▶ _Exercise task_
Reproduce exactly the lines from the one containing "lot, one point per instance in this photo." through the last line of the data, both ends included.

▶ _Provided records_
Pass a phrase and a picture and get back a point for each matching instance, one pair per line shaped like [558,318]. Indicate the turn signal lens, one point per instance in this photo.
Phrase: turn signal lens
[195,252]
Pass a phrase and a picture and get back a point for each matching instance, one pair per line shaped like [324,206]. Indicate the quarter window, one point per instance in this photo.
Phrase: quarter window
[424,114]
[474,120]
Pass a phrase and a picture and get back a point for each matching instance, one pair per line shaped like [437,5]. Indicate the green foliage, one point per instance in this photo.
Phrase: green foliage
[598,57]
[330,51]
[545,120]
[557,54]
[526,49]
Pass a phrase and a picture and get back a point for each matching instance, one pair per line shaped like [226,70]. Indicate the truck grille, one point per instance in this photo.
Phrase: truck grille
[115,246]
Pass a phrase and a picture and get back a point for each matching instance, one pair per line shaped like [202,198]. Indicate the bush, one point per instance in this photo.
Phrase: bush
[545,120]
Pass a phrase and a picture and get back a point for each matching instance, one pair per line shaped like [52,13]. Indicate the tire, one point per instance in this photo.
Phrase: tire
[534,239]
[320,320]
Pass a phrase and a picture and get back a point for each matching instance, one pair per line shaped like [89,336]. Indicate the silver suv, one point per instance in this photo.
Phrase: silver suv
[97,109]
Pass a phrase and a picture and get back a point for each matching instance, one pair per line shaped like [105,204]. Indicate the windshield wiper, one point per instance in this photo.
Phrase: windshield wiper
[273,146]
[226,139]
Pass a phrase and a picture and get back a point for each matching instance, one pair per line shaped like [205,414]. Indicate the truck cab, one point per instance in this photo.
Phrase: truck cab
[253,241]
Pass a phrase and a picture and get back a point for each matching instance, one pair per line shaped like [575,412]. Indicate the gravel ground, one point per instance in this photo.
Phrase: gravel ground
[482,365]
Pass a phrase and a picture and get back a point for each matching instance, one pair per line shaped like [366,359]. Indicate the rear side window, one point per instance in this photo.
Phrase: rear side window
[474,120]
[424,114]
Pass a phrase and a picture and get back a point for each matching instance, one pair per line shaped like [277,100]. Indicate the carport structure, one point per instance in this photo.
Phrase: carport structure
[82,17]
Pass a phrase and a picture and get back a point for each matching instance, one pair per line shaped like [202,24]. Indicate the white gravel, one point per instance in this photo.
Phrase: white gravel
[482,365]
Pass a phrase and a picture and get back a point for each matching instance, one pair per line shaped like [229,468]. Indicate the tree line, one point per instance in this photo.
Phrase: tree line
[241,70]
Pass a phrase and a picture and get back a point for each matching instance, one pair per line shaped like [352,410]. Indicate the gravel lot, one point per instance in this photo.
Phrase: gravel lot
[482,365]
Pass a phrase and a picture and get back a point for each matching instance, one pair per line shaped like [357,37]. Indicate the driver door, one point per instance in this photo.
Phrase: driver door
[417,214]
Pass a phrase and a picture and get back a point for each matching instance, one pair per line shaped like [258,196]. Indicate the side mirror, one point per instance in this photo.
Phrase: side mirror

▶ _Reply_
Pass a phrase and a picture and get back a point for each matching instance, one pair per line shaped like [352,410]. Indicate the gravel lot, one point per instance in this photo.
Phrase: gravel lot
[482,365]
Pass a phrase and a picture and get back a point for each matching instance, one pair per line shaped like [357,37]. Indicate the driver door, one point per instance in this photo.
Phrase: driver door
[417,214]
Pass a phrase and a picture and get back a point for each matching instance, one pair per line shaped like [258,196]. Indicate the side mirror, one point per instance in this photo.
Phrase: side mirror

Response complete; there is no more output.